→ CHALLENGE 1
According to the forum thread on signal generators, what square-wave frequency does the SDG6202X provide?
→ CHALLENGE 2
Reproduce the forum thread on signal generators precisely, covering everything from "I managed to" down to "far more often...".

I spoilt myself and got a SDG6202X a while back after grumbling at the price for a year or 2 but I needed one for a demo model anyways. 200 MHz sine, 80 MHz square wave and 1ns risetime is very nice and so it should be for the price. 

thanks for the specs; we have already discussed previously that there would be the cheaper 800 series it seems to me, but maybe it will have some important limitations.
1032 is nice, but it is not given as a gift 

[CharlotteSwiss]

When these discussions turn technical, it's nice to have the equipment required to put together an experiment reinforcing the learning.  My learning...

I agree, but first as mentioned I have to study the oscilloscope manual, I don't like having two things to study in the field, it confuses my ideas.
I will do the most sophisticated experiments when I also have the generator, but then I can concentrate only on that.
I'm from the parts of page 140/150, as soon as I rearrange the ideas and finish the math chapter, I think it will be easy to study until the end of the manual without major obstacles (I hope)
thanks rstofer

[rstofer]

thanks for the rstofer analysis: we understood that 1032 might be fine for me, it is still a fairly expensive purchase; we must also calculate that it would have a reduced use compared to the oscilloscope, and perhaps for a beginner it could be perhaps even too expensive. However, I see that there are not many products at a much lower cost, if not the usual fy6900 ...
I should start to understand: Will it have a lot of use in my troubleshooting repairs?
It would also be necessary to understand with what amplitude it can come out with the signal, and if it is sufficient to test parts of the circuit: obviously enough within 15v ..

I managed to get along without an AWG for more than 60 years, nearly 50 since I finished undergrad.  I always played with digital and all I needed was a decent square wave of an appropriate frequency.  It's only since I started hanging out here that I have moved toward more 'educational' topics.

Then again, I haven't had a bench power supply either.  5V fixed supplies were adequate and my robotics projects have always been battery powered.

I bought a couple of used bench DMMs from eBay just because they could sit on a shelf above the bench, out of the workspace.  Handheld meters, of which I have several, seem to get in the way.  I still use the handhelds far more often...

We have spent days talking about FFT but I have used it exactly once in my entire career.  Do I really care is the DSO can display it?  Probably not!  Of course, since modern DSOs already have it, I might as well learn how it works.  I still don't have a use for the FFT and likely never will other than 'learning' topics around here.

Troubleshooting?  Troubleshooting what?  Most manufactured gadgets defy repair.  Among other things, you probably can't even get the custom chips.  Even some Tektronix scopes become impossible to repair.  I must be in a different place because I can't imagine troubleshooting anything other than a project I built.  Is a signal generator useful?  Not to me!  Everything I do is digital, whether Arduino, Raspberry Pi, ARM or FPGAs.  I need a scope, I probably need a logic analyzer and that's about it.

[Stored items]

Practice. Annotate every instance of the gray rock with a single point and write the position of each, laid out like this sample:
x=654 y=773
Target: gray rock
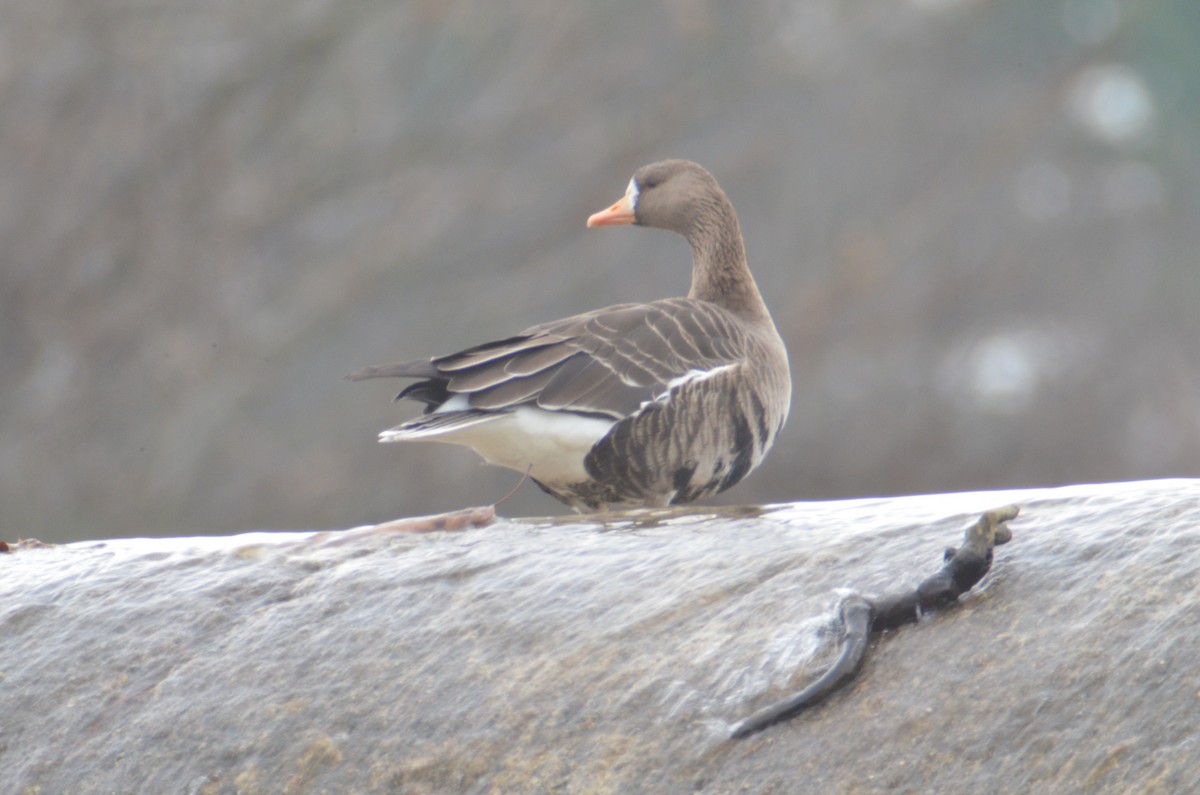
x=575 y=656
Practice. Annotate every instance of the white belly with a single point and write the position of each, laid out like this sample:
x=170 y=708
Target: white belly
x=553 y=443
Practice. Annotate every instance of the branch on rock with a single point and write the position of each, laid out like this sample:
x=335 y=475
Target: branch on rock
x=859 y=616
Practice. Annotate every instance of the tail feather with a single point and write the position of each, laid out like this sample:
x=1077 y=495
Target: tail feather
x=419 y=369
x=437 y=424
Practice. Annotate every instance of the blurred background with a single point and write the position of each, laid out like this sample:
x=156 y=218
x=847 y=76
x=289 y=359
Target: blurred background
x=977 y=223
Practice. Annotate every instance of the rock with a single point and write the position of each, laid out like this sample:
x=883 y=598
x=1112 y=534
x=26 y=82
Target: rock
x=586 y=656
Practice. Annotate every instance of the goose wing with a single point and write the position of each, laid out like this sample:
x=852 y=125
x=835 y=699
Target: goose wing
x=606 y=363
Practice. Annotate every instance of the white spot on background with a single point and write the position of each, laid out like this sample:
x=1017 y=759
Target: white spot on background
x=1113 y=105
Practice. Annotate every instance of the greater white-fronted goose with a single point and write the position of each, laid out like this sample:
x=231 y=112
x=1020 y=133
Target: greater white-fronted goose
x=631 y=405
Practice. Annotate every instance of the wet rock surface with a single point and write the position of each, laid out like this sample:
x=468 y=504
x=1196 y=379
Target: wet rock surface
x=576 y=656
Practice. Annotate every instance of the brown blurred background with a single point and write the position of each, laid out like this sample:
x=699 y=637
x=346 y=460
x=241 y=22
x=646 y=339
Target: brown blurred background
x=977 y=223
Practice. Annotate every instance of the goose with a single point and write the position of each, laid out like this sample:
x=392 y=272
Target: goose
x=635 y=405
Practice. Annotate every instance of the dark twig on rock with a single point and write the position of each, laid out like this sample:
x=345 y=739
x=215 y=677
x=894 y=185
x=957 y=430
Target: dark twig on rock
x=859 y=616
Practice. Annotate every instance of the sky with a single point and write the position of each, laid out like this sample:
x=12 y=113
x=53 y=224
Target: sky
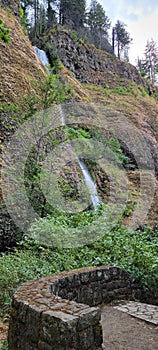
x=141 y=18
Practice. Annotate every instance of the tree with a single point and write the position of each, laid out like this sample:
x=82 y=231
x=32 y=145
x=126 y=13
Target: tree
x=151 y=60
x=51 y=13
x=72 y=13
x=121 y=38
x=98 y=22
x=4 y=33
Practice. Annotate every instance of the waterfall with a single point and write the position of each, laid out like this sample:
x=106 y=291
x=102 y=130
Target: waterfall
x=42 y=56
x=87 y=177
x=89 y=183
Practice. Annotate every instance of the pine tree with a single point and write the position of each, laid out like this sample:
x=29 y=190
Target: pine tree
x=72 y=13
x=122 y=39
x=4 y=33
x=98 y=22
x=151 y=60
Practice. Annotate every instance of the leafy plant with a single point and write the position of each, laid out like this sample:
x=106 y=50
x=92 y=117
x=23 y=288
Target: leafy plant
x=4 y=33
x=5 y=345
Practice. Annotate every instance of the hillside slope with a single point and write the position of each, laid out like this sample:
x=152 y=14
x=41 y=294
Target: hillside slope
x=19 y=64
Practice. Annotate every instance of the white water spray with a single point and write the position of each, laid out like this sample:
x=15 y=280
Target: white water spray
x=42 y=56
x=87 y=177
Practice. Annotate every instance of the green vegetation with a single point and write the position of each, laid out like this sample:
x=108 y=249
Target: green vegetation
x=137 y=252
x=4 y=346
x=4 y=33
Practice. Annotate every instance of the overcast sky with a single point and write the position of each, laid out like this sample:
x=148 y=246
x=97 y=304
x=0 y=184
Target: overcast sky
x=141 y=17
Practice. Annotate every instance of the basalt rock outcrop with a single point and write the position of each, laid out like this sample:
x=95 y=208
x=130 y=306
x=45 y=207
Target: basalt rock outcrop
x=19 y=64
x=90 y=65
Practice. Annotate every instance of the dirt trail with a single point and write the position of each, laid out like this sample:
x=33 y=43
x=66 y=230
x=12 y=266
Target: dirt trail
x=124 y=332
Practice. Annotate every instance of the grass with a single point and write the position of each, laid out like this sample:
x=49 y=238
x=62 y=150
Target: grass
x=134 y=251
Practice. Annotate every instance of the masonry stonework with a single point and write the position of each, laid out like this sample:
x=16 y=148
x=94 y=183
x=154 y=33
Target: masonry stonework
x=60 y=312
--
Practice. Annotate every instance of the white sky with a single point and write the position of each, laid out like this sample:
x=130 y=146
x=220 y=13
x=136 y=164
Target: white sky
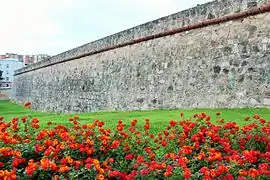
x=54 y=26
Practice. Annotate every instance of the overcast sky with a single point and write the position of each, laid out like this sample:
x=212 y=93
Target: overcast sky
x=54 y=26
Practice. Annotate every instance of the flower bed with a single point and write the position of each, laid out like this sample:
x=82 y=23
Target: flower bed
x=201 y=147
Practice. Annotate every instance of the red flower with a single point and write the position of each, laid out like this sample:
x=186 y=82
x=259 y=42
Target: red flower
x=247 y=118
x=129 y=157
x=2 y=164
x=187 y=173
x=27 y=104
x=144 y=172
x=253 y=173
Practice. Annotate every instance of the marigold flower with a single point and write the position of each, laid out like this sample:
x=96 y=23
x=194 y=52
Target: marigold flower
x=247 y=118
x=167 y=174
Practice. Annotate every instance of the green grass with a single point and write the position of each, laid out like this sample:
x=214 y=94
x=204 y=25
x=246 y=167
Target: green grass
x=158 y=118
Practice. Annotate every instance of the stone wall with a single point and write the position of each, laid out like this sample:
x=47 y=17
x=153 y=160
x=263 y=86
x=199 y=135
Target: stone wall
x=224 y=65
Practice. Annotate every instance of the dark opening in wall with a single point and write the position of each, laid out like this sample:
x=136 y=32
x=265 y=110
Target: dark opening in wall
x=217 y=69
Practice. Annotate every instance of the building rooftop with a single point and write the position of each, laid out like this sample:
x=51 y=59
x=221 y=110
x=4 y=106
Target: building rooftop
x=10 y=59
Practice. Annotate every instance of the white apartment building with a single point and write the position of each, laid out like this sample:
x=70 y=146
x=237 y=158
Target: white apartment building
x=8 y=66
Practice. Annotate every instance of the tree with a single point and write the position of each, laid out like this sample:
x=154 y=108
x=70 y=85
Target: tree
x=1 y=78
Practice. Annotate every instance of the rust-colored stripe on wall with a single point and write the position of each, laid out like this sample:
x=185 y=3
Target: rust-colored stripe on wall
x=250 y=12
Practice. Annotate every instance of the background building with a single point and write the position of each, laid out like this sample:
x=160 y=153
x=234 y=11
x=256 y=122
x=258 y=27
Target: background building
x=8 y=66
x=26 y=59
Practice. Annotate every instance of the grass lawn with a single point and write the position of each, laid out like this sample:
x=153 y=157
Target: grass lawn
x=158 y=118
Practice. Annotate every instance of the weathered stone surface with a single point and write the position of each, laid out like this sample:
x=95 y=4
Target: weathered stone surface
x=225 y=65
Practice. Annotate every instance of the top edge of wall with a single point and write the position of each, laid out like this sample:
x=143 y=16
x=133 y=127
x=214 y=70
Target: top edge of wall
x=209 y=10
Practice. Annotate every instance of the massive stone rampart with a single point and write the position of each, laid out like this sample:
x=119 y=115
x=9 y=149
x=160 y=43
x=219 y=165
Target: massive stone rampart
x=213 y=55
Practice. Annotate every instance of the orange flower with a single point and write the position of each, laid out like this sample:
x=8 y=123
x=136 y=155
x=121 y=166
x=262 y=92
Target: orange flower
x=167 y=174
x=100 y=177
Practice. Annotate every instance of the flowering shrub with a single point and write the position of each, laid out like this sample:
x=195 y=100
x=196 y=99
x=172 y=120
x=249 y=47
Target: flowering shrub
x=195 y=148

→ CORRECT OUTPUT 1
80 MHz

→ CORRECT OUTPUT 2
I managed to get along without an AWG for more than 60 years, nearly 50 since I finished undergrad.  I always played with digital and all I needed was a decent square wave of an appropriate frequency.  It's only since I started hanging out here that I have moved toward more 'educational' topics.

Then again, I haven't had a bench power supply either.  5V fixed supplies were adequate and my robotics projects have always been battery powered.

I bought a couple of used bench DMMs from eBay just because they could sit on a shelf above the bench, out of the workspace.  Handheld meters, of which I have several, seem to get in the way.  I still use the handhelds far more often...